■ **Exercise prompt**
Only a slice of the listing below is wanted. Retype the lines from the one containing "Might you point out the red" through the one containing "Might you point out the dog's black", exactly, both ends included.

■ **Recorded data**
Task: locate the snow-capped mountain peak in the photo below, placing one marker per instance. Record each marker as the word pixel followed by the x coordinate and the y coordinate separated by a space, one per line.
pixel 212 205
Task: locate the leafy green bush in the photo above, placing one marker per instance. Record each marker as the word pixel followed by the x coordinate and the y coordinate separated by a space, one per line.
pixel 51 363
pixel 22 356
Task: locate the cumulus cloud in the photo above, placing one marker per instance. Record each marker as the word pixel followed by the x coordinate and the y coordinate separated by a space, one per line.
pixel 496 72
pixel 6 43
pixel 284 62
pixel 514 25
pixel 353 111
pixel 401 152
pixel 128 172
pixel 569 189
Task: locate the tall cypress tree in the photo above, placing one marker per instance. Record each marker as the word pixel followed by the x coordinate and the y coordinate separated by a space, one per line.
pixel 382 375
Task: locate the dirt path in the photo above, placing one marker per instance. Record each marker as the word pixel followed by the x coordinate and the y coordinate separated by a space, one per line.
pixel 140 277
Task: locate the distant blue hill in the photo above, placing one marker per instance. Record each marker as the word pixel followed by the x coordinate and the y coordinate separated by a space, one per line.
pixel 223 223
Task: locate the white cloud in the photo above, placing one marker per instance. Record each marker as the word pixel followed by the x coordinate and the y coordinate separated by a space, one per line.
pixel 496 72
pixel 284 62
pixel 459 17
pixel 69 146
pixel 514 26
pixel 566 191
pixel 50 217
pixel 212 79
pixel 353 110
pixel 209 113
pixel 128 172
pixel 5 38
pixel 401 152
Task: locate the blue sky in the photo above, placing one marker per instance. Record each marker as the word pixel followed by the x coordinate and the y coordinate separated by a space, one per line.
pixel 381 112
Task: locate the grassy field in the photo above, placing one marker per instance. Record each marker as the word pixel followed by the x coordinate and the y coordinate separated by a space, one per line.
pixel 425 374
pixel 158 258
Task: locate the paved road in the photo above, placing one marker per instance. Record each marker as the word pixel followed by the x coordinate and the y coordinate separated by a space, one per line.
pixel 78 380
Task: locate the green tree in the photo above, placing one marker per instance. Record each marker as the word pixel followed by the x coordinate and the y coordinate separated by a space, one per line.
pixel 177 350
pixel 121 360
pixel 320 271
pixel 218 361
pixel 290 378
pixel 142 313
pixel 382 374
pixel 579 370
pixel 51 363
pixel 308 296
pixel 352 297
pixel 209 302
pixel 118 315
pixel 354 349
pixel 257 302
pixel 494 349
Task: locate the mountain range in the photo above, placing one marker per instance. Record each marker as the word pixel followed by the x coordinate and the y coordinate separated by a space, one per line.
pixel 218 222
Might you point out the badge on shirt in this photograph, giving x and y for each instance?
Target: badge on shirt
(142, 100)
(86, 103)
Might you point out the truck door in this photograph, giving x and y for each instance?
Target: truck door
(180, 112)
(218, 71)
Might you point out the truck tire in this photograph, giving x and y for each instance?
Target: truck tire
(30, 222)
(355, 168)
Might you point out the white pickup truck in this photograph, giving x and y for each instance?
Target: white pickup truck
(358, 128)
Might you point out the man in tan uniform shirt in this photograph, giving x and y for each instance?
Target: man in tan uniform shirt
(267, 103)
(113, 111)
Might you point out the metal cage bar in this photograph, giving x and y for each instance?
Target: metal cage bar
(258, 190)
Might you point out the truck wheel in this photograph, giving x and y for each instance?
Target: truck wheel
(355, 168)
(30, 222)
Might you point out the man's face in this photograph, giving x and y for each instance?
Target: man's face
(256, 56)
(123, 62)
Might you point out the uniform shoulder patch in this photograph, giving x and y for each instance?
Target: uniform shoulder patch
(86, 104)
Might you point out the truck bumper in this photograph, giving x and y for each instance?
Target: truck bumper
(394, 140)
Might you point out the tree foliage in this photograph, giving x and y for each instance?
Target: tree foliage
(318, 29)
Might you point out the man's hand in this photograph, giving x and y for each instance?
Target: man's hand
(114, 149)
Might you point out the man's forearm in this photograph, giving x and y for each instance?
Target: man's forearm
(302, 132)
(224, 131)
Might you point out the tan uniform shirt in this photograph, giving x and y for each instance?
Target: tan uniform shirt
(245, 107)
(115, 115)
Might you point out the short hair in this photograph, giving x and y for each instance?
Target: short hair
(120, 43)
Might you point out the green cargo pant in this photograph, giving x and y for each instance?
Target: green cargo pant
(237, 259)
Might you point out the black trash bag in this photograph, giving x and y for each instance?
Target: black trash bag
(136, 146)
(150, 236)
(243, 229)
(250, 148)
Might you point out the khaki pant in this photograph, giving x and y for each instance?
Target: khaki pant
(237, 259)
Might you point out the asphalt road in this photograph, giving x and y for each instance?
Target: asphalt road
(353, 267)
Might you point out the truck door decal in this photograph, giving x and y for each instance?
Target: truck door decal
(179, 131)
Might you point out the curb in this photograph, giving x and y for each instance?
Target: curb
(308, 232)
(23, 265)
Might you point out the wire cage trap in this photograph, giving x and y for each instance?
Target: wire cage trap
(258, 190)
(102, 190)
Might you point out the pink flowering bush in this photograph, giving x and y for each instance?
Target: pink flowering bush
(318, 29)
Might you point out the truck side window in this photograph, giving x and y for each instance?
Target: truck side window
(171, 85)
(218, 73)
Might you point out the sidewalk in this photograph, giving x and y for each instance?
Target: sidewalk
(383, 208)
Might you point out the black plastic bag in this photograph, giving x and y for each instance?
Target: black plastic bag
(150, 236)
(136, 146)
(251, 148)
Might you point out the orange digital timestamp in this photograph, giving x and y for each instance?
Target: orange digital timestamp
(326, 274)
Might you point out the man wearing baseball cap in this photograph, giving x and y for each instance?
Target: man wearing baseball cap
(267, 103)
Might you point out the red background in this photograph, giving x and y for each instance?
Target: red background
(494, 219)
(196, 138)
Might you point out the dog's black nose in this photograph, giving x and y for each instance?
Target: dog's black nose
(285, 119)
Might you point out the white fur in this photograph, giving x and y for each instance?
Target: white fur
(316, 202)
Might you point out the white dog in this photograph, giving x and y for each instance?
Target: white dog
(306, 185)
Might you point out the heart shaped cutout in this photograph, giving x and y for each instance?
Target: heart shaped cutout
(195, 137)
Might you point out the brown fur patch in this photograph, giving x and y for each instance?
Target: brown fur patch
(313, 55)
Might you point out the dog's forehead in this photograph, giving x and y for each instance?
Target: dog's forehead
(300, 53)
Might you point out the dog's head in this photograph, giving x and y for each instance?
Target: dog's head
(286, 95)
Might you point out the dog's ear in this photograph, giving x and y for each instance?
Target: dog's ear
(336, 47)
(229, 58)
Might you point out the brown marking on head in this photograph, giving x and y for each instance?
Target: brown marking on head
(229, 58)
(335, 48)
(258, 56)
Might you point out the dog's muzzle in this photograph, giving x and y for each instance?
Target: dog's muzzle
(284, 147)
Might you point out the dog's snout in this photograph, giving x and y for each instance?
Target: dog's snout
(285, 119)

■ **Answer space**
Might you point out the red background in this photograph, giving x and y for each instance?
Target: red background
(494, 219)
(196, 138)
Might you point out the dog's black nose in this photograph, giving x and y for each instance?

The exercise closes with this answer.